> SET TASK:
List every line in the records that contains the word "gray", matching case exactly.

> PROVIDED RECORDS:

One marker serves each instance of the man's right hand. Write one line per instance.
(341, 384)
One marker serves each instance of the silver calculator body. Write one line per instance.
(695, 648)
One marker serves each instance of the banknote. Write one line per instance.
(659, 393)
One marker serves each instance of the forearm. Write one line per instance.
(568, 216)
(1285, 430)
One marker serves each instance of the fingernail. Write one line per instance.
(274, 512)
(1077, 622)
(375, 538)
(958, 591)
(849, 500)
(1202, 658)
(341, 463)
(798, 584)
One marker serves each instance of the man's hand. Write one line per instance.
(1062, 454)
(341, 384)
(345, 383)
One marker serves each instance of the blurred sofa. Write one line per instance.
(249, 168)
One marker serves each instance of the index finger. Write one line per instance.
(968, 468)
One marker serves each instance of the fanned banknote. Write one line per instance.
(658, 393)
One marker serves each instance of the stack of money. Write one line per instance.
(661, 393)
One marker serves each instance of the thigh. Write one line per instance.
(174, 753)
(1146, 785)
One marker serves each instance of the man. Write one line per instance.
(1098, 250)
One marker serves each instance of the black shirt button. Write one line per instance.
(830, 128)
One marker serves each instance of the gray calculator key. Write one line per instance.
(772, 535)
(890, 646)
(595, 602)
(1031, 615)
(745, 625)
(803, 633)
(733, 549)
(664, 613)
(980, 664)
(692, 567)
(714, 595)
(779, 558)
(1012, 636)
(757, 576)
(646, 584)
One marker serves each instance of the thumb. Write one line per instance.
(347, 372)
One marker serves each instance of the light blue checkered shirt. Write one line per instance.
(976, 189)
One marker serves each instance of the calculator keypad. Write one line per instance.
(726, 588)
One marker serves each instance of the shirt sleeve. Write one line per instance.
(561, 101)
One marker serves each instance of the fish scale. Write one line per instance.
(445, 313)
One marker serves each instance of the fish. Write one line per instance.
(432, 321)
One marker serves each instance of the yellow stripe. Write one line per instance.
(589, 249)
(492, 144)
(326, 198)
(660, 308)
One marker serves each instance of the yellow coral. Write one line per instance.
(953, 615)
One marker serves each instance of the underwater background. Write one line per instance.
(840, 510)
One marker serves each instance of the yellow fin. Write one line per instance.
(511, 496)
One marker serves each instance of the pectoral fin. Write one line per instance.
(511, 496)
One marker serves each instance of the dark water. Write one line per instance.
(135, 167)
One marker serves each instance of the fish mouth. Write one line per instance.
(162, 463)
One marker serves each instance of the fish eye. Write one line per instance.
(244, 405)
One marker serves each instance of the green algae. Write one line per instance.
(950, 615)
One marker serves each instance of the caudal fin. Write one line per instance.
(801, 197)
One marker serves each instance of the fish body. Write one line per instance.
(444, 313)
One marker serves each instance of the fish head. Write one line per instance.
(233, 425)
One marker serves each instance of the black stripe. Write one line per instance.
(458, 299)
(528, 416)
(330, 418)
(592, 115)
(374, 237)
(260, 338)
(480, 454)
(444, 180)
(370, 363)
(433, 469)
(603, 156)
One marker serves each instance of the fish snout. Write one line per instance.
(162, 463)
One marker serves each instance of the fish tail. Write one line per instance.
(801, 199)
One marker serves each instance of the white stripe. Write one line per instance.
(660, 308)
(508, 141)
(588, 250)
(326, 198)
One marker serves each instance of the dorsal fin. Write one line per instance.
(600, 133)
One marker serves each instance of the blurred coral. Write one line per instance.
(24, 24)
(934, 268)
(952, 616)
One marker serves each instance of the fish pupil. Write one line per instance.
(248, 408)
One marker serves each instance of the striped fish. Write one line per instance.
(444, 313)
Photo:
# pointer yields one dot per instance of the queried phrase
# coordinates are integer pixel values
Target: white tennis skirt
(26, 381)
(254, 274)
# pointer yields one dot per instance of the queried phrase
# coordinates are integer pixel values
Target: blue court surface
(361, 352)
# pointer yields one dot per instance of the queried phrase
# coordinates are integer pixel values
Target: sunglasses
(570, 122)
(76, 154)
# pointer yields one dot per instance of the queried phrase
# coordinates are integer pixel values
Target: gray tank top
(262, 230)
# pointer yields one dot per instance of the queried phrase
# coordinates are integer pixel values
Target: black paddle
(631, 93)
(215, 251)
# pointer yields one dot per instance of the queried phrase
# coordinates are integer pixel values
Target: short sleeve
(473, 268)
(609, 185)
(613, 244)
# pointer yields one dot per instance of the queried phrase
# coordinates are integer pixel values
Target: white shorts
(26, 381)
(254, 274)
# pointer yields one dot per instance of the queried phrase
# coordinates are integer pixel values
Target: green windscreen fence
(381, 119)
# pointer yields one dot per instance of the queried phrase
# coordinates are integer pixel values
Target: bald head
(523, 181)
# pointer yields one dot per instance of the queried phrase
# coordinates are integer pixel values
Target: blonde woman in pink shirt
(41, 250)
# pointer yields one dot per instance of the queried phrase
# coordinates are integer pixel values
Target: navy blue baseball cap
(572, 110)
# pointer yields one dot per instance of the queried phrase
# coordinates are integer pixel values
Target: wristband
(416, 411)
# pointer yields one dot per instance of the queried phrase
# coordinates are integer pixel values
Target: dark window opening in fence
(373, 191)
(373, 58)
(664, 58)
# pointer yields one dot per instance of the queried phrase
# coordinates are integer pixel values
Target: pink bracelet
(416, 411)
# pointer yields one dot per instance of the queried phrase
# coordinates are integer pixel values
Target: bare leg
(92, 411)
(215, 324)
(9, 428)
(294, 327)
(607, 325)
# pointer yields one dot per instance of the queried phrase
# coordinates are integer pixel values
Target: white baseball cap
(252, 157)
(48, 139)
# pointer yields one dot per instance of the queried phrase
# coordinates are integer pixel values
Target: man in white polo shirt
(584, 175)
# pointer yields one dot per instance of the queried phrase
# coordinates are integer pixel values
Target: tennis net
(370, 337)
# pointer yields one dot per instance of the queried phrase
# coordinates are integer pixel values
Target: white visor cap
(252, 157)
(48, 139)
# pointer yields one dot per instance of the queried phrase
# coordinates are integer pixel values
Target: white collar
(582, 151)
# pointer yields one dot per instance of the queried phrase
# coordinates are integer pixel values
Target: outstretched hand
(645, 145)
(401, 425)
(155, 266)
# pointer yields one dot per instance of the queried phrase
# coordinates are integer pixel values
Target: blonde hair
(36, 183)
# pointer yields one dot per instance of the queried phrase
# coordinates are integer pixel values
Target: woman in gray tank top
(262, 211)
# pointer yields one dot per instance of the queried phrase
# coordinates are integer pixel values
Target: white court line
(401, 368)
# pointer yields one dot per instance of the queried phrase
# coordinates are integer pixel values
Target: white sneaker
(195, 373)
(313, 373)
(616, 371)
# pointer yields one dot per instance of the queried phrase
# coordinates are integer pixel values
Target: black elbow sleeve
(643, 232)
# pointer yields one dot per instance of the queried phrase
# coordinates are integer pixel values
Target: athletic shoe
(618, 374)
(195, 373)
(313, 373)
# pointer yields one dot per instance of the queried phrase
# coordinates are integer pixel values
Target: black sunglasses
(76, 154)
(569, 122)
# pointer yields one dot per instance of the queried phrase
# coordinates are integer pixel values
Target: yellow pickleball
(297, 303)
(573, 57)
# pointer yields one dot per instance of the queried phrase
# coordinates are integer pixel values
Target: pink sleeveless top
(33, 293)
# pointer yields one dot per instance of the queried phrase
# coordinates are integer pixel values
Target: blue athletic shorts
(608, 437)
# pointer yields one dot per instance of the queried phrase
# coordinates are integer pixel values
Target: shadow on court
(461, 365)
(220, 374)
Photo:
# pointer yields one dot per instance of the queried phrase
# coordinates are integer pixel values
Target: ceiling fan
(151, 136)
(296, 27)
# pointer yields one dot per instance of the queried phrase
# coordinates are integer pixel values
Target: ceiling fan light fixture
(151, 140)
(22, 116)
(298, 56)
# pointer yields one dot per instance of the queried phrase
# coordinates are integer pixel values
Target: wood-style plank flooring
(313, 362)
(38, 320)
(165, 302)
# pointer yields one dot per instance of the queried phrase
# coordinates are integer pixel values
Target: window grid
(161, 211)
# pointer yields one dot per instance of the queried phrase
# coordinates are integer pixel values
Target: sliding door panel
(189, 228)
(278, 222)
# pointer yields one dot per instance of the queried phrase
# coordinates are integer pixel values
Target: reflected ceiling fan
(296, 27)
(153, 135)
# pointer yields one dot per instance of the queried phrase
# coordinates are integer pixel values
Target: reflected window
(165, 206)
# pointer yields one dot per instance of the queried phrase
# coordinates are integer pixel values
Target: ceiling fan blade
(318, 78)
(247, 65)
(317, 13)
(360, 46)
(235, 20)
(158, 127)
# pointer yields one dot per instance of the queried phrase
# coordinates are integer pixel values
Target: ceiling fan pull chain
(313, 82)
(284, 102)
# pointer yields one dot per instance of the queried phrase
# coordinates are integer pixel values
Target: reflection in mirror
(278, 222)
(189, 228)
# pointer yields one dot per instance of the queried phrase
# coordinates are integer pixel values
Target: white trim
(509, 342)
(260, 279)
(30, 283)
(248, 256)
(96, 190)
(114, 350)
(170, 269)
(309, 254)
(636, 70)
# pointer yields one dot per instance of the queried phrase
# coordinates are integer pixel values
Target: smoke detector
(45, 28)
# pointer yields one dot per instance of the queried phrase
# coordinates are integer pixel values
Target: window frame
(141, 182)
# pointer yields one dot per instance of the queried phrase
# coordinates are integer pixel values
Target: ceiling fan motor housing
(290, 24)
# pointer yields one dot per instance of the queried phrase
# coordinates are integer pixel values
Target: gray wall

> RESULT OF THIS EXERCISE:
One marker serves each instance of the gray calculator key. Write one line per instance.
Target: gray tank top
Target: woman in gray tank top
Target: gray wall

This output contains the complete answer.